■ **WHAT IS ASKED**
Output every line of the listing below verbatim, leaving out the pictures.

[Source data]
[start]

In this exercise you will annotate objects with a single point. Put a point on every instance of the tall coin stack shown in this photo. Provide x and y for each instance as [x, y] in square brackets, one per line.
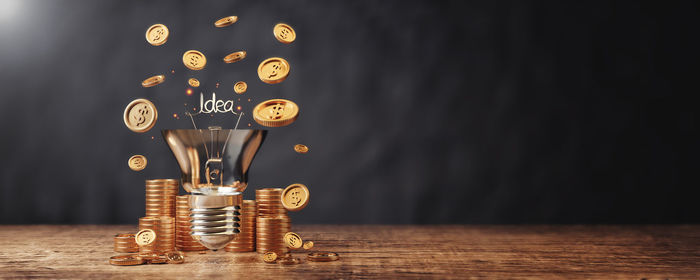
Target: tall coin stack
[160, 197]
[183, 239]
[164, 227]
[272, 221]
[245, 240]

[end]

■ **WRITTEN RESPONSE**
In this exercise you will annotate objects with a single point. Put a point on every instance of the tall coin stack shown in this photo. Provide x and y for each instance as [x, y] in square brackets, one per line.
Target: tall coin stack
[160, 197]
[183, 239]
[164, 227]
[272, 221]
[245, 240]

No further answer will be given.